WORK TO DO:
(a) Answer these questions about the thread on circles and functions:
(i) In the question, how much of a circle does the asker say a function can describe?
(ii) In polar coordinates, what does the "vertical line test" become, according to one comment?
(iii) By definition, what does a function have for every input, according to the answer?
(b) Reproduce the part of the thread on circles and functions from "A function, by" to "is not allowed.".
(c) Carry on the thread on circles and functions from its last sentence.

TEXT SEGMENT:

-------------------------

# Why can a circle be described by an equation but not by a function?

In high-school math functions always looked to me just like glorified equations. The only time I saw a meaningful difference was when we covered the equation of a circle and I realized that an equation can describe a circle but a function cannot (a function can describe only one half of the circle).

So what is the difference between a function and an equation that leads to this, in formal terms?

• The implicit function theorem is relevant, but it is beyond high school math. Jan 21, 2015 at 17:04
• A function has to pass the "vertical line test." It can at most have one point at any vertical line.
– Eff
Jan 21, 2015 at 17:05
• Why can a circle be described by an equation, but not by a function? - But it can be described by a function! Just let $r(\theta)=$ constant, and plot it using polar coordinates instead of Cartesian ones. ;-$)$ Jan 21, 2015 at 20:03
• @Eff That's only true for single-valued functions. You can allow less strict definitions for appropriate situations (but be aware of which theorems then fail, of course). Jan 22, 2015 at 13:25
• @Lucian: Of course, in polar coordinates the "vertical line test" becomes a "radial line test". Which is why y=exp(x) can't be expressed as a function r=f(θ) Jan 23, 2015 at 10:44

Well, a circle can be described by a function, just not in the sense that you may be familiar with. If you are looking at a function that describes a set of points in Cartesian space by mapping each $x$-coordinate to a $y$-coordinate, then a circle cannot be described by a function because it fails what is known in High School as the vertical line test.

A function, by definition, has a unique output for every input. However, for almost all points on a circle, there is another point with the same $x$-coordinate. So, you would need your function to give two different $y$-coordinates for certain inputs, which is not allowed.

-------------------------

Photo-based point labeling data
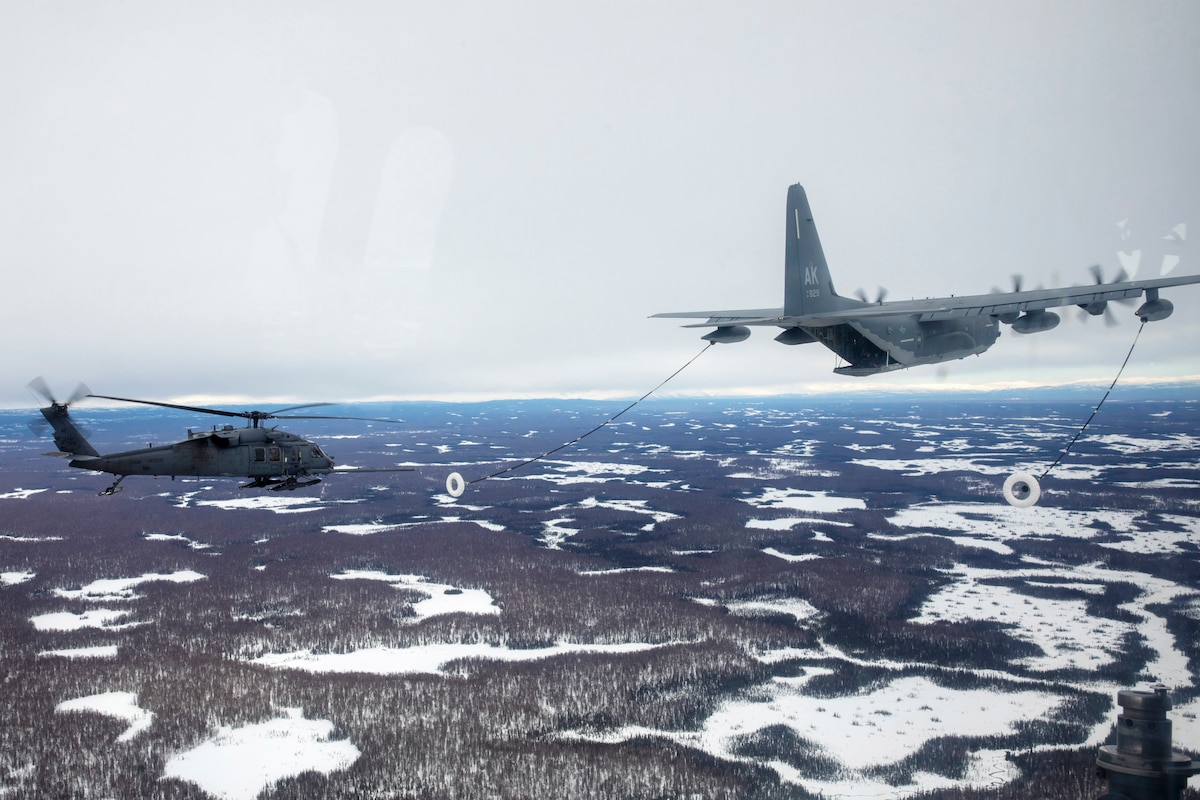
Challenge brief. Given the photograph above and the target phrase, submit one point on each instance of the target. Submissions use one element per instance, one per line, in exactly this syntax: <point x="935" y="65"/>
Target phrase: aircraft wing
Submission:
<point x="934" y="308"/>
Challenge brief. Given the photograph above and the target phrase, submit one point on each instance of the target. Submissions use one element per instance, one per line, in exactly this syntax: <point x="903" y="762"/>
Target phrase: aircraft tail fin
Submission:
<point x="808" y="288"/>
<point x="67" y="438"/>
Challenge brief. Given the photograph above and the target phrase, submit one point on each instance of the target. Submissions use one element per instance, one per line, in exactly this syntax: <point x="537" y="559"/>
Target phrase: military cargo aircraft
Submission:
<point x="874" y="337"/>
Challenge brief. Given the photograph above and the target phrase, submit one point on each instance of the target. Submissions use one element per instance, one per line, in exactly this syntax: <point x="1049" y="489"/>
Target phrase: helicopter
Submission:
<point x="271" y="458"/>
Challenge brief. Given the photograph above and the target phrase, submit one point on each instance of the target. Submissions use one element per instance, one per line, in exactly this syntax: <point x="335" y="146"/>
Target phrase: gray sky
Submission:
<point x="341" y="200"/>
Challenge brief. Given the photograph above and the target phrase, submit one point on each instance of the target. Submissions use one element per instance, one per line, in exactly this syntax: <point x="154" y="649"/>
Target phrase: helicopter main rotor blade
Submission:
<point x="183" y="408"/>
<point x="297" y="408"/>
<point x="249" y="415"/>
<point x="315" y="416"/>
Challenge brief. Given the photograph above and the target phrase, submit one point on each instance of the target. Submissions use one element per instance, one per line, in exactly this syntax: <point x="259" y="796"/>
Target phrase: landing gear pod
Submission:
<point x="1021" y="489"/>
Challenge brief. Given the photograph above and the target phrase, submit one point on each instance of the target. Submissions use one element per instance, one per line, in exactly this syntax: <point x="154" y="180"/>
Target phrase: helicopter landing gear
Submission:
<point x="114" y="488"/>
<point x="293" y="483"/>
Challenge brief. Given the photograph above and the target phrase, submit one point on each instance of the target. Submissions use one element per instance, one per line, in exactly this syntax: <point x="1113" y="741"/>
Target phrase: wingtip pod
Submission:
<point x="1021" y="489"/>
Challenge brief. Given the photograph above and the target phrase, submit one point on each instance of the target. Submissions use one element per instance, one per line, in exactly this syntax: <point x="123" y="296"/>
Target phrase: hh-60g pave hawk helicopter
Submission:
<point x="271" y="458"/>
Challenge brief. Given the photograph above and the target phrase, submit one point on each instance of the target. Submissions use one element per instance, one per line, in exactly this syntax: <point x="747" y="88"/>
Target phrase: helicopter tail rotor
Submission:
<point x="67" y="437"/>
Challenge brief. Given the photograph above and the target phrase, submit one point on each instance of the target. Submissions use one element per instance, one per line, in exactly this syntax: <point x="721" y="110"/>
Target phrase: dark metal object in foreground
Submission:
<point x="1141" y="765"/>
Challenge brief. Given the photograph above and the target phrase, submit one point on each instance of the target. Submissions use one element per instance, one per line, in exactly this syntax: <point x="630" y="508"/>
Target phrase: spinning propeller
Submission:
<point x="1102" y="307"/>
<point x="253" y="416"/>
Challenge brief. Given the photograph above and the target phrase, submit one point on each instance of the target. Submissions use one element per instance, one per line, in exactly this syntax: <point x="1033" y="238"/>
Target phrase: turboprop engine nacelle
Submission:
<point x="1155" y="308"/>
<point x="1035" y="322"/>
<point x="727" y="335"/>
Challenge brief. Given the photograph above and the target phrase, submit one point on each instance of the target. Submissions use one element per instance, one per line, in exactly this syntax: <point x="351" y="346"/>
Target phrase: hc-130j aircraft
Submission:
<point x="271" y="458"/>
<point x="874" y="337"/>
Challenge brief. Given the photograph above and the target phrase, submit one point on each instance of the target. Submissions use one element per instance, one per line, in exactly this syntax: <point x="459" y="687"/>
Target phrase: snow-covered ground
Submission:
<point x="237" y="763"/>
<point x="441" y="597"/>
<point x="431" y="659"/>
<point x="123" y="705"/>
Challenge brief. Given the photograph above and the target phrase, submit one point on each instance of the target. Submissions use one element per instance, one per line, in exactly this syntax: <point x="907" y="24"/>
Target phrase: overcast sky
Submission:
<point x="346" y="200"/>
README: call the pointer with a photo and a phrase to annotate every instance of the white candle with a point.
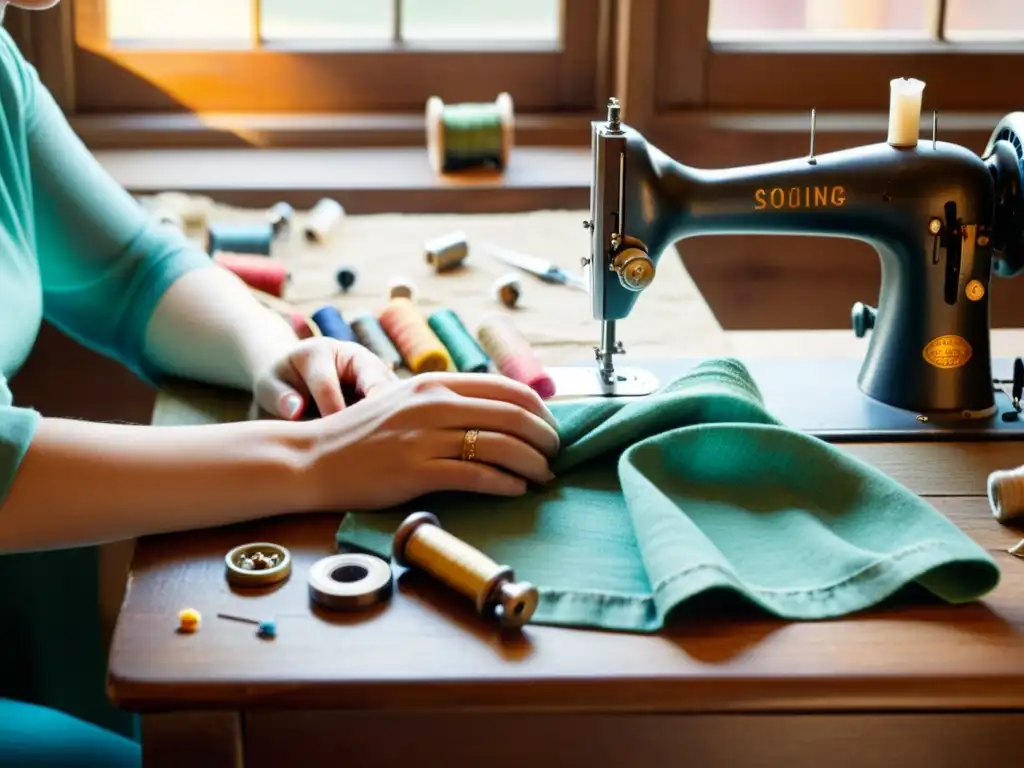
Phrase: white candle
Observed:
(904, 112)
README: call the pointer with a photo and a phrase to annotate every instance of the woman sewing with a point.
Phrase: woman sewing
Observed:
(78, 251)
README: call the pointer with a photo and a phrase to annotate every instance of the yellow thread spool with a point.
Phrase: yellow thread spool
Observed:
(417, 343)
(420, 542)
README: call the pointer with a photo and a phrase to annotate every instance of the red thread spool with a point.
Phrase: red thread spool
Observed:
(256, 271)
(512, 354)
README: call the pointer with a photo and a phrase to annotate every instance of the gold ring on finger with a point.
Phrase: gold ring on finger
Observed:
(469, 444)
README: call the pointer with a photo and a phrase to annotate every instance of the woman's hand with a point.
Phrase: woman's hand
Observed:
(314, 372)
(406, 439)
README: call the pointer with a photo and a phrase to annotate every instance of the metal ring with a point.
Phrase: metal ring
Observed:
(469, 444)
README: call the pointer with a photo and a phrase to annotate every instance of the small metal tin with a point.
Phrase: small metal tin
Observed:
(257, 572)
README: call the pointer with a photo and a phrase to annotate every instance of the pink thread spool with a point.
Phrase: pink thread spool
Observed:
(512, 354)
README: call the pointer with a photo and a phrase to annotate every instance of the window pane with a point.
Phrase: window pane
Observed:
(821, 19)
(985, 19)
(481, 20)
(175, 20)
(327, 19)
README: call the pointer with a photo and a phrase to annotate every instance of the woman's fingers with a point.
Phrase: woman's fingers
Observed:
(455, 474)
(316, 368)
(494, 387)
(496, 416)
(502, 451)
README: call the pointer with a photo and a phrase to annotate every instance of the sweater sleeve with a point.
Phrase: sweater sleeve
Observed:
(103, 261)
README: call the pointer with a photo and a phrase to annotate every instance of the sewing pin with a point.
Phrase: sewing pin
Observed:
(811, 159)
(263, 629)
(1018, 549)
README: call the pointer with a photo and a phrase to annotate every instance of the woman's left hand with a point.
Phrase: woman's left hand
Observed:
(313, 372)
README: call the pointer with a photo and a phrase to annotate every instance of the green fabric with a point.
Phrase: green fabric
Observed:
(698, 489)
(32, 736)
(78, 251)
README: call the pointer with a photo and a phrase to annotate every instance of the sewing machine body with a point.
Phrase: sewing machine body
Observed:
(942, 219)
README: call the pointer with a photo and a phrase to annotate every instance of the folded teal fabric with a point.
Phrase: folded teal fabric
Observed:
(694, 489)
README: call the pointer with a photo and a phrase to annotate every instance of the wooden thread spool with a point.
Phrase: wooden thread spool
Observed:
(512, 354)
(507, 290)
(322, 220)
(448, 252)
(417, 343)
(256, 271)
(400, 288)
(1006, 494)
(471, 135)
(420, 542)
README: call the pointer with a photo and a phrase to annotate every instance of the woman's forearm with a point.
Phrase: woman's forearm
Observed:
(84, 482)
(208, 327)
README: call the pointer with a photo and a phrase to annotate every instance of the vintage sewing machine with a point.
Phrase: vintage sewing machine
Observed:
(942, 219)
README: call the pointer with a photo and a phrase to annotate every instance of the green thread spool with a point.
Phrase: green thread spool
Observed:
(466, 352)
(472, 135)
(255, 239)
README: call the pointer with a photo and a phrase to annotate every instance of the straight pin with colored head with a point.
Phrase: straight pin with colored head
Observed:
(263, 629)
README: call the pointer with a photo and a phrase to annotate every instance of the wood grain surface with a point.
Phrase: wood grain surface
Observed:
(426, 650)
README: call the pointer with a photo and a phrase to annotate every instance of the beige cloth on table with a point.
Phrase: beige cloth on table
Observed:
(670, 320)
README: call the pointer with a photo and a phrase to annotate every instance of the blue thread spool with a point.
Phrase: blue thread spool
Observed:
(330, 322)
(235, 239)
(471, 135)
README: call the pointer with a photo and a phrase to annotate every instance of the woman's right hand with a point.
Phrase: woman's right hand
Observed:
(407, 440)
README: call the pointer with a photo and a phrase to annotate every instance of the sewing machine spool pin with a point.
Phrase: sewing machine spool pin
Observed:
(929, 350)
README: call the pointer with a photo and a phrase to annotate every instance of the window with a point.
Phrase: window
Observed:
(333, 55)
(840, 54)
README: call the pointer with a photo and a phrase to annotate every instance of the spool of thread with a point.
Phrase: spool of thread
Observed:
(331, 324)
(1006, 494)
(470, 135)
(345, 278)
(904, 112)
(323, 218)
(417, 343)
(512, 354)
(304, 327)
(400, 288)
(255, 239)
(466, 353)
(507, 290)
(281, 218)
(448, 252)
(261, 273)
(349, 582)
(370, 334)
(421, 543)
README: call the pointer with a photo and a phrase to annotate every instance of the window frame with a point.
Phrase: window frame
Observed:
(845, 76)
(543, 79)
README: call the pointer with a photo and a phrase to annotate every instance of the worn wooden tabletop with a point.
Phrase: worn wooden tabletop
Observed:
(426, 649)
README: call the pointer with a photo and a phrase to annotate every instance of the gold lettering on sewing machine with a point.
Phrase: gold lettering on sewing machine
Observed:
(947, 351)
(799, 197)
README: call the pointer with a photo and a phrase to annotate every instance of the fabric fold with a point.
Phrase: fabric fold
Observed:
(698, 488)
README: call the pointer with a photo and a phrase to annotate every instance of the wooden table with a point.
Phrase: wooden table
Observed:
(424, 680)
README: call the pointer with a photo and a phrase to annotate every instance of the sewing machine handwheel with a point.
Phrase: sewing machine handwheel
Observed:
(1005, 156)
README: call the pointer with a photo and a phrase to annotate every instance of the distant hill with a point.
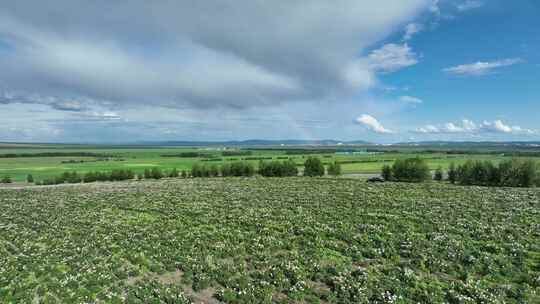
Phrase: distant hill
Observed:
(256, 143)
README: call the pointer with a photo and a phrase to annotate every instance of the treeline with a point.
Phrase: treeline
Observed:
(407, 170)
(509, 173)
(191, 154)
(198, 154)
(237, 153)
(55, 154)
(225, 170)
(73, 177)
(312, 167)
(278, 168)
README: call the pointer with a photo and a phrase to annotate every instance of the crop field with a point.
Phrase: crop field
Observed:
(265, 240)
(137, 159)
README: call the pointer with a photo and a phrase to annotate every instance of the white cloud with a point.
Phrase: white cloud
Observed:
(410, 100)
(469, 4)
(481, 68)
(468, 126)
(411, 29)
(243, 54)
(392, 57)
(434, 7)
(372, 124)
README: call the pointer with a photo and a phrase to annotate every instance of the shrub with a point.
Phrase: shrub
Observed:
(510, 173)
(452, 173)
(438, 174)
(173, 173)
(213, 171)
(410, 170)
(334, 168)
(313, 167)
(278, 168)
(386, 173)
(157, 173)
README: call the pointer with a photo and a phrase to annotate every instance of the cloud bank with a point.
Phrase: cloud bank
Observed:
(481, 68)
(200, 55)
(372, 124)
(469, 127)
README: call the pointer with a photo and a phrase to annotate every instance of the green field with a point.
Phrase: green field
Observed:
(269, 240)
(141, 158)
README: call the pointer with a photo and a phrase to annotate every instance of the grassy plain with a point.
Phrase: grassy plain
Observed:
(140, 158)
(264, 240)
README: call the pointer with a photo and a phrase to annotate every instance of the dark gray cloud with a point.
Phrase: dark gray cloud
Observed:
(200, 54)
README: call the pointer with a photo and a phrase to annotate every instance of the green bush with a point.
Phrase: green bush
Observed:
(510, 173)
(410, 170)
(313, 167)
(386, 173)
(278, 168)
(438, 176)
(452, 173)
(173, 173)
(334, 168)
(147, 174)
(156, 173)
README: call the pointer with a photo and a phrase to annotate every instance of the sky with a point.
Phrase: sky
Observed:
(214, 70)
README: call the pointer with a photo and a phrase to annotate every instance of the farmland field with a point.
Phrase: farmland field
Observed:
(264, 240)
(139, 158)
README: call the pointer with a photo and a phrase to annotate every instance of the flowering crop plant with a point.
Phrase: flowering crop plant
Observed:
(262, 240)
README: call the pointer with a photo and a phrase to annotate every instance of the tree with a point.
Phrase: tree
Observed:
(386, 173)
(410, 170)
(334, 168)
(156, 173)
(452, 173)
(213, 171)
(438, 174)
(313, 167)
(174, 173)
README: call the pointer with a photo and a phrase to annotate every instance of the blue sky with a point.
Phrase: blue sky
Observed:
(383, 71)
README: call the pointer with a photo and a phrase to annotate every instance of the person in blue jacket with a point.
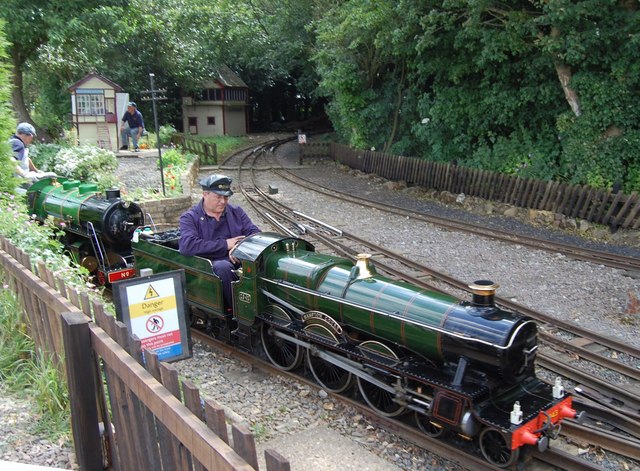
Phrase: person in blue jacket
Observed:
(136, 127)
(213, 227)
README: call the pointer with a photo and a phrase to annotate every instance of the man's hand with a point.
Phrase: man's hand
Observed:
(231, 244)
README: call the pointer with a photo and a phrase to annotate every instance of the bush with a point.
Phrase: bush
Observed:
(173, 158)
(166, 133)
(44, 156)
(85, 163)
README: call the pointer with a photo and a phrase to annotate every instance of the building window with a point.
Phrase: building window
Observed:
(210, 94)
(90, 102)
(192, 124)
(235, 94)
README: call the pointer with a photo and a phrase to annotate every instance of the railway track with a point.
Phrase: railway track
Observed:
(282, 218)
(579, 253)
(450, 451)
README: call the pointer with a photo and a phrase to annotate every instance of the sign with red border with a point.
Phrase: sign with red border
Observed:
(154, 308)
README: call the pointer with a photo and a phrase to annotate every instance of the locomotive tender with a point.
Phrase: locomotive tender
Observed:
(97, 227)
(466, 367)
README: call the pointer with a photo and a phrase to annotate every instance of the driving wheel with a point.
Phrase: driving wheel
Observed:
(379, 399)
(331, 377)
(283, 353)
(495, 448)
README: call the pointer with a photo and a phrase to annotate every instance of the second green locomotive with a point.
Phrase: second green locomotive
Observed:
(461, 366)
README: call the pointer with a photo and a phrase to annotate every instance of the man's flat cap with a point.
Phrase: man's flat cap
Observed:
(26, 129)
(220, 184)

-------------------------

ANSWERS IN ORDER:
(a)
(i) Only one half of the circle.
(ii) A "radial line test."
(iii) A unique output.

(b)
A function, by definition, has a unique output for every input. However, for almost all points on a circle, there is another point with the same $x$-coordinate. So, you would need your function to give two different $y$-coordinates for certain inputs, which is not allowed.

(c)
However, there is no rule that the input of a function has to be an $x$-coordinate or that the output has to be a $y$-coordinate, so we can define other functions that describle a circle. In more formal terms, the domain and codomain of a function do not have to be $\Bbb{R}$. For example, we can have a function that outputs an ordered pair (that is, codomain of $\Bbb{R}\times\Bbb{R}$). Then, $$f(t)=(\sin t,\cos t)$$ outputs the unit circle when $0\le t<2\pi$. We could also describe the points in space in a different way, using polar coordinates. Here we use the counter-clockwise angle from the positive $x$-axis, $\theta$, and the distance from the origin, $r$, to identify a point. Using this system, we can easily describe the unit circle as $(\theta,f(\theta))$, where $f(\theta)=1$ and $0\le\theta<2\pi$.

• This answer makes me realize that the question isn't so simple as it seems. Jan 22, 2015 at 1:32
• @SiyuanRen And this is just assuming a naive interpretation of a function "describing" a circle, without getting into what that could mean. Note that the points of a circle are the image (output) of the first function, but they are the ordered pairs of input and output of the second. Jan 23, 2015 at 21:19
• I think the word unique should be replaced by single.
– Shub
Jun 20, 2021 at 15:06

You say that "functions look like glorified equations". There's definitely some truth to that. Here's an equation:

$$y = x^2$$

Here's another equation:

$$f(x) = x^2$$

Both of these are equations, and the two equations do very similar things. The two equations both define functions. But they do it a little bit differently.

The first equation doesn't give a name to the function it defines; it just defines $y$ as being "a function of" $x$, which is to say that it tells you what $y$ is once you know what $x$ is. The second equation does give a name to the function it defines; the function is called $f$. (The function isn't $f(x)$; the function is just $f$.)

Now, here's another equation:

$$x^2 + y^2 = 1$$

Unlike $y = x^2$, this equation does not define a function. Why not? Because it doesn't tell you what $y$ is once you know what $x$ is. This equation defines a relation, which is to say that it tells you what the values of $x$ and $y$ are allowed to be, but the value of $y$ is not completely determined by the value of $x$.

A function, it turns out, is just a special kind of relation. A function is any relation that has the property that once you know what the first value is, you know what the second value is. A circle can be described by a relation (which is what we just did: $x^2 + y^2 = 1$ is an equation which describes a relation which in turn describes a circle), but this relation is not a function, because the $y$ value is not completely determined by the $x$ value.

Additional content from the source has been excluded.